TASK TO CARRY OUT: Format each line of the records below as a Markdown table with two columns, Row and Line. Number the rows and omit any blank lines.

--- BEGIN RAW DATA ---

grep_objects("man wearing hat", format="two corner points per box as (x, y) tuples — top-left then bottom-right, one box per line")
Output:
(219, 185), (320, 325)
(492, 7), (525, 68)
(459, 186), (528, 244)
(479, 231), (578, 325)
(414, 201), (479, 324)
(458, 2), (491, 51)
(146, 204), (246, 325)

--- END RAW DATA ---

SOLVED EXERCISE:
| Row | Line |
|---|---|
| 1 | grep_objects("man wearing hat", format="two corner points per box as (x, y) tuples — top-left then bottom-right, one box per line") |
| 2 | Output: |
| 3 | (219, 185), (320, 325) |
| 4 | (492, 7), (525, 68) |
| 5 | (459, 186), (528, 244) |
| 6 | (479, 231), (578, 325) |
| 7 | (414, 201), (479, 324) |
| 8 | (458, 2), (491, 51) |
| 9 | (146, 204), (246, 325) |